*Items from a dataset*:
- Opening Delimiter -
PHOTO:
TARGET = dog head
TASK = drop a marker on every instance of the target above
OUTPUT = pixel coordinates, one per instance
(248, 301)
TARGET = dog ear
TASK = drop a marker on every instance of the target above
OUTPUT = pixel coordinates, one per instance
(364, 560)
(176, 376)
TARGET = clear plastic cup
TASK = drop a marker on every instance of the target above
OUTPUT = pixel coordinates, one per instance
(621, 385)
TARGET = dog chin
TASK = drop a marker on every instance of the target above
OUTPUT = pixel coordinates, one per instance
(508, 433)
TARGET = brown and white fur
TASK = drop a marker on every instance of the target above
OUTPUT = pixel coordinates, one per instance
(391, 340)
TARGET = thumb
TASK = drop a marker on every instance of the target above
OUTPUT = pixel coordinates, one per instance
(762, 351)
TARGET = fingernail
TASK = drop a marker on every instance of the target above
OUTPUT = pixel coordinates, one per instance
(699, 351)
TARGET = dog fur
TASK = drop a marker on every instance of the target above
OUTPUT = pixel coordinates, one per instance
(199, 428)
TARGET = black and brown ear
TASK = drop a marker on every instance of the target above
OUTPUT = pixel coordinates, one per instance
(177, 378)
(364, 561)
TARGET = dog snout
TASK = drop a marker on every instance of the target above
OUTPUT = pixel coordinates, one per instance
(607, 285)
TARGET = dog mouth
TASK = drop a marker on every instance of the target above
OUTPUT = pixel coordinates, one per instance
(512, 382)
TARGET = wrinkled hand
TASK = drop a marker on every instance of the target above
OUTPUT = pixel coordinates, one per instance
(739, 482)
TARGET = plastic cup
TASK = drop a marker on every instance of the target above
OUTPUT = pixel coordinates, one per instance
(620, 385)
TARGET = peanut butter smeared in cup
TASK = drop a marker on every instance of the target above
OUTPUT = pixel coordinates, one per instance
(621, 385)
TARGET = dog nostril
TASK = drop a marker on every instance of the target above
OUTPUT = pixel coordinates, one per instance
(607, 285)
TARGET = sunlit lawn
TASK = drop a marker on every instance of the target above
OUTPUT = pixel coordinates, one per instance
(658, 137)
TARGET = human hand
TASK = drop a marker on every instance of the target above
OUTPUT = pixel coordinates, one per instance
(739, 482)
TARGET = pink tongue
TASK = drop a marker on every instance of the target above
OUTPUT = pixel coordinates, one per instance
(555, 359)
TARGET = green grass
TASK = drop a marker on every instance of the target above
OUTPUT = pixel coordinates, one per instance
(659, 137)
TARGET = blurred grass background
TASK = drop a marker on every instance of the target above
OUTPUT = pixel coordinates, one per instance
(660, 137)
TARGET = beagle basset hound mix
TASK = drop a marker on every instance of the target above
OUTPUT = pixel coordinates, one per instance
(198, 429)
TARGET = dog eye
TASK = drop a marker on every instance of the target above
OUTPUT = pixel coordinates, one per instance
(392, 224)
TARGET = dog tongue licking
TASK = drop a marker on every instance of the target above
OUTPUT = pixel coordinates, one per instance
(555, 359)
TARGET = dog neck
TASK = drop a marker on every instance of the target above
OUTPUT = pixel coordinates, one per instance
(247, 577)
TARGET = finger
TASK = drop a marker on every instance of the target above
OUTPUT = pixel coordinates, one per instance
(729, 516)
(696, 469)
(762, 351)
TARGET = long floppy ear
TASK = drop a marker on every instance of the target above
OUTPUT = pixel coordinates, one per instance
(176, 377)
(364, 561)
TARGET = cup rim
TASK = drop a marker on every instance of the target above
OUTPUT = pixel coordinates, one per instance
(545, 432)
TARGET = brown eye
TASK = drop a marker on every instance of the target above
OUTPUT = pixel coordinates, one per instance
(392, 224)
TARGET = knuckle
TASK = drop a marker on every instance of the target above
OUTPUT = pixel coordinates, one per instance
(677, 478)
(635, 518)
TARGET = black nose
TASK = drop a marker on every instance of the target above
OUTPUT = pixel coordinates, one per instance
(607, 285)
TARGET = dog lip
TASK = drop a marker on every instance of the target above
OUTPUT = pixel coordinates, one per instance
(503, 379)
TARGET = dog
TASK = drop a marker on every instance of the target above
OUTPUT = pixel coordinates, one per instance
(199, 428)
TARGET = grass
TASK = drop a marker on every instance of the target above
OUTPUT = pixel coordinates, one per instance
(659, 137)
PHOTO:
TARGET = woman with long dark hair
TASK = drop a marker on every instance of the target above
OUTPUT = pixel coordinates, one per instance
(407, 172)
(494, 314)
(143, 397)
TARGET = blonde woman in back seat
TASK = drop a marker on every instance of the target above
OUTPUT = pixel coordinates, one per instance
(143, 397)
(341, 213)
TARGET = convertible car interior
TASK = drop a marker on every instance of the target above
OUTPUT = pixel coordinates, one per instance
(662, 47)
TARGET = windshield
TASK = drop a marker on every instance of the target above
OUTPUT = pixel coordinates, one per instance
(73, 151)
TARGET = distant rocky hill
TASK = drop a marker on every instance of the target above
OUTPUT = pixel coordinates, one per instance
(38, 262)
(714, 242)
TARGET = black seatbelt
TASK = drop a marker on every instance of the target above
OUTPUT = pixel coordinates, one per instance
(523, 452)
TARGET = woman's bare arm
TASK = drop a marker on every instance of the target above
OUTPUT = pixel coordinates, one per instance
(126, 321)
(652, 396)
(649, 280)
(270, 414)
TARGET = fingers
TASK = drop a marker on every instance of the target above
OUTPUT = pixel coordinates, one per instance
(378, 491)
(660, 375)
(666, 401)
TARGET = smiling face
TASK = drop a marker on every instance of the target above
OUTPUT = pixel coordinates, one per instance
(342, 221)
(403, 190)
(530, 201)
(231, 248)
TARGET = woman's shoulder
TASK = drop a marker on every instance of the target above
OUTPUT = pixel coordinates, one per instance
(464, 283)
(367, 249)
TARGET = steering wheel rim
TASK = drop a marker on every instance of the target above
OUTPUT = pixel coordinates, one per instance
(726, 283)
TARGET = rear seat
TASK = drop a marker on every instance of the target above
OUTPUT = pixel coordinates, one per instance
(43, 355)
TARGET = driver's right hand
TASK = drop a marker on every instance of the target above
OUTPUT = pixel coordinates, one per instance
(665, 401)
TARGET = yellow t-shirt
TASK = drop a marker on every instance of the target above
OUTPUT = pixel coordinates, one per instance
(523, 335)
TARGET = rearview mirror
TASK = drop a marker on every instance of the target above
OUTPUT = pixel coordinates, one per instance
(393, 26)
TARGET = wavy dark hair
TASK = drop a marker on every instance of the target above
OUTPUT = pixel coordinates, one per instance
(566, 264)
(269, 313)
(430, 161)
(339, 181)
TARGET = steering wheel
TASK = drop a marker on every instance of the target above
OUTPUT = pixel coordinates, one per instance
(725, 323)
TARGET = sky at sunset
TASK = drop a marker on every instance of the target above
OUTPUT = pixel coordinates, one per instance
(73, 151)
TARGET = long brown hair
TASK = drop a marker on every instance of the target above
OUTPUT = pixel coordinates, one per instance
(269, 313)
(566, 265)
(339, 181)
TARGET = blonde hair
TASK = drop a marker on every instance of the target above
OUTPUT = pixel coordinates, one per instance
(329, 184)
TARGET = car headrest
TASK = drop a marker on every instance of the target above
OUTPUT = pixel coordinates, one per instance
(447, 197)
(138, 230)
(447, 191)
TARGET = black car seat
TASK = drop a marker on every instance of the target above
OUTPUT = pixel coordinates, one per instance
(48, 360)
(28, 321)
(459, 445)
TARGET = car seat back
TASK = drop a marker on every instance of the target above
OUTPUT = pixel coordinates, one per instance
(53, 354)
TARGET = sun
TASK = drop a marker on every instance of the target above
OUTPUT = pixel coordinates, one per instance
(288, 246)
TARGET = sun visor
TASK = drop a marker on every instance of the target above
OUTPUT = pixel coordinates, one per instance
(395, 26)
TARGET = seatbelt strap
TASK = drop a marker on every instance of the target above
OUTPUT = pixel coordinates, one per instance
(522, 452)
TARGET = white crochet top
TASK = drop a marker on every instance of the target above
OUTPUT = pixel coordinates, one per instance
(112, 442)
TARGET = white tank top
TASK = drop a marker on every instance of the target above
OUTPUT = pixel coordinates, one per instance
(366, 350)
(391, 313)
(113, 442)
- Closing Delimiter -
*WORK ITEM*: Please reproduce exactly the lines above, beginning with the first and ending with the line that contains "TARGET = dog fur", and include nothing outside that range.

*OUTPUT FOR THIS EXERCISE*:
PHOTO:
TARGET = dog head
TASK = drop a marker on every instance of the target above
OUTPUT = pixel coordinates, one per instance
(248, 301)
TARGET = dog ear
TASK = drop a marker on every instance of the target above
OUTPUT = pixel coordinates, one per instance
(364, 560)
(176, 376)
TARGET = clear plastic cup
TASK = drop a marker on every instance of the target above
OUTPUT = pixel coordinates, one per instance
(621, 385)
TARGET = dog chin
TASK = drop a marker on every instance of the target above
OUTPUT = pixel coordinates, one per instance
(508, 433)
TARGET = brown and white fur
TASK = drop a marker on every instance of the target above
OUTPUT = pixel coordinates, one per instance
(391, 340)
TARGET = thumb
TASK = drop a marker on every instance of the target above
OUTPUT = pixel coordinates, one per instance
(762, 351)
TARGET = fingernail
TASK = drop a marker on every instance of the target above
OUTPUT = pixel coordinates, one per instance
(699, 351)
TARGET = dog fur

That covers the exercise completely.